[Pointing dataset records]
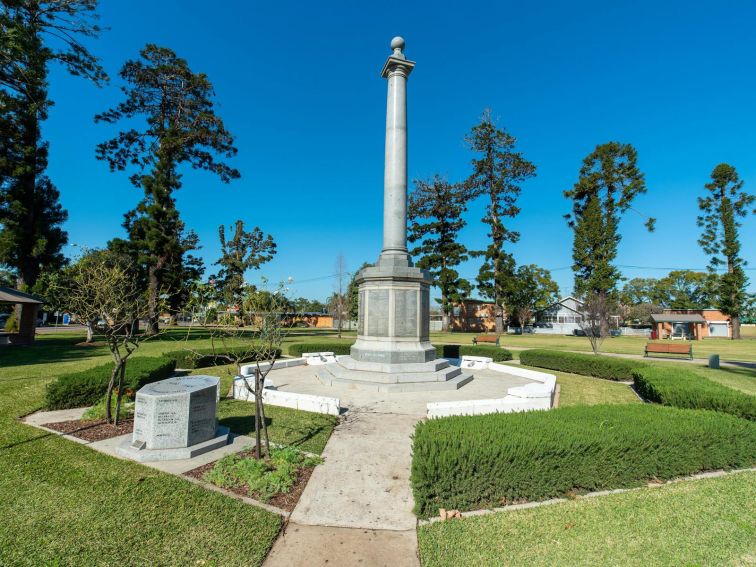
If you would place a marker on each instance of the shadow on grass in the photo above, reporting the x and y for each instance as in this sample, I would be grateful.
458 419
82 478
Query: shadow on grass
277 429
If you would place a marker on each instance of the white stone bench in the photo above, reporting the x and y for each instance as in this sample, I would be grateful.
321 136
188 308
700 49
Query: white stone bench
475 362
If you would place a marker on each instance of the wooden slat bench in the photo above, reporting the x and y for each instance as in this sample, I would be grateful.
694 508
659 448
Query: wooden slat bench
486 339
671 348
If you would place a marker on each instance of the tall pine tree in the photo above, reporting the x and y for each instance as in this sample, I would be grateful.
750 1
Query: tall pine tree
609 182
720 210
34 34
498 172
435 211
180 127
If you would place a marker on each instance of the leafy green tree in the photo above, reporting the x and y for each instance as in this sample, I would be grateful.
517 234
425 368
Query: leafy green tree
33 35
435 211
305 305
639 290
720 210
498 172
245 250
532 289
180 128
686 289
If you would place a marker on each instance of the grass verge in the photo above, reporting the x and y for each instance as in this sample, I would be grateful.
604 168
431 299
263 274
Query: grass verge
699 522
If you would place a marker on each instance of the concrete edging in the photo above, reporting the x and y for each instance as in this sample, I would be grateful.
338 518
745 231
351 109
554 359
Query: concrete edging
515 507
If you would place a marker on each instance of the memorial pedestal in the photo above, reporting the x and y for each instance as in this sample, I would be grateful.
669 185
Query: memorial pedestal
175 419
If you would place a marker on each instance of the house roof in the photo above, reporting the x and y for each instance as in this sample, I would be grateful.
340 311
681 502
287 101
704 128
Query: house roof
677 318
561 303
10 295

==

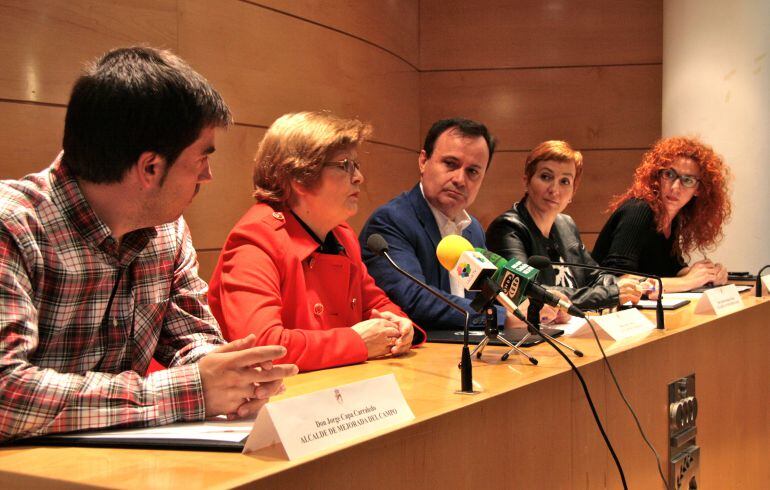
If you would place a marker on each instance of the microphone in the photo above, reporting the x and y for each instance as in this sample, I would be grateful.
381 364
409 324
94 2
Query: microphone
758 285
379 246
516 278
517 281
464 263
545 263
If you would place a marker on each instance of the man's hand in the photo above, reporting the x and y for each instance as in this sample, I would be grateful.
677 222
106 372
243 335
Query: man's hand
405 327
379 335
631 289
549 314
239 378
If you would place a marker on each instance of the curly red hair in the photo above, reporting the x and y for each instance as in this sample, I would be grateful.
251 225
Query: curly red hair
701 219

--

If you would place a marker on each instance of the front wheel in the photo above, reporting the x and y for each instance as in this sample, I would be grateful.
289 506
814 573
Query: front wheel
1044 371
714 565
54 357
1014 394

== Do this ==
Return each line of the listing above that contains the string "tall". Matching is case-sensitive.

== Task answer ==
If you would place a marker on each instance of the tall pine tree in the photo above, reporting the x and y for each instance as in this sample, I would be grateful.
Query: tall pine tree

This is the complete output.